SECCIÓN DEL DOCUMENTO |
──────────

En España no es que no haya presos políticos, sino que no puede haberlos. Presos políticos y democracia son términos incompatibles. Y no creo que pueda existir la más mínima duda de que España es un Estado democrático. Así se reconoce de manera generalizada. Más todavía: no ocupa un mal lugar en los rankings de los países democráticos confeccionados por los centros y organismos internacionales más reputados en este terreno.

Ahora bien, el hecho de que un Estado esté democráticamente constituido no quiere decir que todos sus actos tengan que ser aceptados como actos propios de una democracia. Pueden producirse en la actuación del Estado desviaciones respecto de lo que sería la norma de la democracia.

En mi opinión, esto es lo que está ocurriendo con carácter general en la forma en que el Gobierno de la Nación está haciendo frente al problema de la integración de Catalunya en España y lo que está ocurriendo en particular con la forma en que están reaccionando la Fiscalía General del Estado y la Audiencia Nacional.

El Gobierno presidido por Mariano Rajoy está actuando contra el nacionalismo catalán de la misma manera que lo hizo contra el nacionalismo abertzale vasco hasta la disolución de Batasuna. No estamos ante un problema de naturaleza política, sino ante un problema exclusivamente jurídico que tiene que ser resuelto mediante la aplicación de la ley, es decir, mediante la actuación de la Fiscalía y los Tribunales con el concurso de las fuerzas y cuerpos de seguridad del Estado.

En el caso del nacionalismo abertzale la idoneidad de la respuesta era indiscutible, ya que la violencia de ETA convertía la propuesta en un desafío inaceptable. De ahí que, incluso cuando el nacionalismo se expresó de forma jurídica a través de la reforma del Estatuto de Gernika, que es lo que jurídicamente representaba el llamado Plan Ibarretxe, el rechazo de plano del mismo por el Congreso de los Diputados estuviera justificado, en la medida en que la reforma había sido aprobada con los votos de Batasuna y estaba, en consecuencia, contaminada. Mientras ETA estuviera activa, no se podía entrar a discutir siquiera ninguna propuesta que viniera del País Vasco.

El caso del nacionalismo catalán es completamente distinto. Tramitó la Reforma del Estatuto de Autonomía respetando escrupulosamente el Estatuto de Autonomía y la Constitución, aprobándolo por una mayoría del 90 % en el Parlament y pactándolo después con el Congreso de los Diputados, pacto que sería aprobado por las Cortes Generales, sometido a referéndum y ratificado de nuevo por las Cortes con el sello de Ley Orgánica. El nacionalismo pretendió ejercer el derecho a la autonomía dentro de la Constitución.

Fue el PP con su recurso de inconstitucionalidad y la STC 31/2010 los que echaron al nacionalismo catalán de la Constitución. Y desde entonces el nacionalismo catalán ha estado buscando una nueva fórmula para relacionarse con el Estado. Está pidiendo la celebración de un referéndum cuyo resultado no pueda ser anulado por el Tribunal Constitucional para definir la inserción de Catalunya en el Estado. Un referéndum que esté en el punto de partida, porque al referéndum en el punto de llegada que era la fórmula de la Constitución ya se sabe el respeto que le tienen el PP y el Tribunal Constitucional.

──────────

SOLICITUD A |
¿Puedes transcribir al pie de la letra el fragmento de la sección del documento que comienza con "En mi opinión, esto" y continúa hasta "la Audiencia Nacional."?
SOLICITUD B |
¿Cuáles de las filas de abajo contienen la palabra "rope"? Reúnelas y cópialas completas, cada una tal como aparece.

Entradas de imagen sobre regiones con nombre
──────────

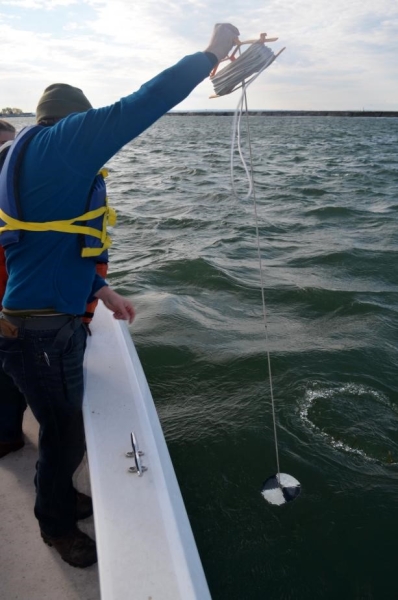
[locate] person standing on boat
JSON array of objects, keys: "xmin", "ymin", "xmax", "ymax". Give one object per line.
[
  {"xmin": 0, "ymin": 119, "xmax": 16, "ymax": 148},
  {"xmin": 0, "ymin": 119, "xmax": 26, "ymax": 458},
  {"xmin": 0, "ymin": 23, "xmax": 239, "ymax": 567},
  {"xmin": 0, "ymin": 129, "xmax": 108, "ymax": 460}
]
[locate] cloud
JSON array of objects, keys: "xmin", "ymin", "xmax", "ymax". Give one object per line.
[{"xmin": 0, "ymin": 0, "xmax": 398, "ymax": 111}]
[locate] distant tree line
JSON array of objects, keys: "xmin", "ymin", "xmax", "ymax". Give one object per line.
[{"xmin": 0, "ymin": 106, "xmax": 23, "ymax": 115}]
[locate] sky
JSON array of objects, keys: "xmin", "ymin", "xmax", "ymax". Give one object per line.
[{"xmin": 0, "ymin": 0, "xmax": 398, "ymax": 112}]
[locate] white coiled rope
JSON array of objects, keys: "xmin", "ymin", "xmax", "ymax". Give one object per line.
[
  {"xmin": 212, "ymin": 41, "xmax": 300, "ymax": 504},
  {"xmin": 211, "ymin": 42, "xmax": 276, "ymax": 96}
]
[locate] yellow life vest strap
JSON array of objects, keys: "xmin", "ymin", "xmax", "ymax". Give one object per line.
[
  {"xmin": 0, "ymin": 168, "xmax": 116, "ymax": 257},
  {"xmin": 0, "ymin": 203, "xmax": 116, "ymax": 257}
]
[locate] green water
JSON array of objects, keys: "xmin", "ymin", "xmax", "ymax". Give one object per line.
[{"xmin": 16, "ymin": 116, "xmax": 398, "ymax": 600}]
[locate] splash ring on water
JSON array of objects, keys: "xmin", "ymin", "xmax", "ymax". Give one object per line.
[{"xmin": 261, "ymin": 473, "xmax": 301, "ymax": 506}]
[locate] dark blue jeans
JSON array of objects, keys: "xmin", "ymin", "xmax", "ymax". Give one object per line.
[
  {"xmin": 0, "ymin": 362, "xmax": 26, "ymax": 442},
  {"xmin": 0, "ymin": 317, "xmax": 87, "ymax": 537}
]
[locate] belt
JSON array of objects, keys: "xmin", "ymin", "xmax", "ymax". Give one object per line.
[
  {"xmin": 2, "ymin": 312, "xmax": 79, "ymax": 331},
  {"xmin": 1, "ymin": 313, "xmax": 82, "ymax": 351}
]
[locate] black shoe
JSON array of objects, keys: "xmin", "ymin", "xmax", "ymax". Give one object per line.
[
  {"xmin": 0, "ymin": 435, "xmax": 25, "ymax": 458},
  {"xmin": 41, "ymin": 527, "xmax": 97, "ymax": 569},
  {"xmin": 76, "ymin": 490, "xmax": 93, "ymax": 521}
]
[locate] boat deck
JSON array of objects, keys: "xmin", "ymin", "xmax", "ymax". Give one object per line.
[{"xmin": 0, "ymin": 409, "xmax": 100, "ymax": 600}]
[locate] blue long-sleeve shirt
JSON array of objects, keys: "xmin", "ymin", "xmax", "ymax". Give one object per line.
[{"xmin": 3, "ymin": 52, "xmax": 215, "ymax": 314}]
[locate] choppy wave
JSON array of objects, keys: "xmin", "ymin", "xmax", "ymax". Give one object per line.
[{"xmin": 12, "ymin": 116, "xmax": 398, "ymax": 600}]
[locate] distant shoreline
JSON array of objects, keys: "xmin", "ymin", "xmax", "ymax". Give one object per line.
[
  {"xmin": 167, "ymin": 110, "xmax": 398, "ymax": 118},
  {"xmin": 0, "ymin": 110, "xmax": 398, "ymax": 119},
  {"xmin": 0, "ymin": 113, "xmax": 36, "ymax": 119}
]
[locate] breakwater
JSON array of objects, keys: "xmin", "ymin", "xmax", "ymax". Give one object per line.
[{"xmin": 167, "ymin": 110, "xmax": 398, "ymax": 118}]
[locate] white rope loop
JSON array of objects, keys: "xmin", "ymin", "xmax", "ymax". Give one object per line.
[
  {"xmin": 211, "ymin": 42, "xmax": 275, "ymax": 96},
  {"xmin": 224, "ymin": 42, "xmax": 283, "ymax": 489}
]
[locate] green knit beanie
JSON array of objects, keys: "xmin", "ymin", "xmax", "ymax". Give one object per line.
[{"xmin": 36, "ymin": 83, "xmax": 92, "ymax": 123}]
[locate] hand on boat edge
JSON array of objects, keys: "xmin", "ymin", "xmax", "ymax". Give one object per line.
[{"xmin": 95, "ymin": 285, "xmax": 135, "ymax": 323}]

──────────

RESPUESTA CORRECTA A |
En mi opinión, esto es lo que está ocurriendo con carácter general en la forma en que el Gobierno de la Nación está haciendo frente al problema de la integración de Catalunya en España y lo que está ocurriendo en particular con la forma en que están reaccionando la Fiscalía General del Estado y la Audiencia Nacional.

RESPUESTA CORRECTA B |
[locate] white coiled rope
[locate] white rope loop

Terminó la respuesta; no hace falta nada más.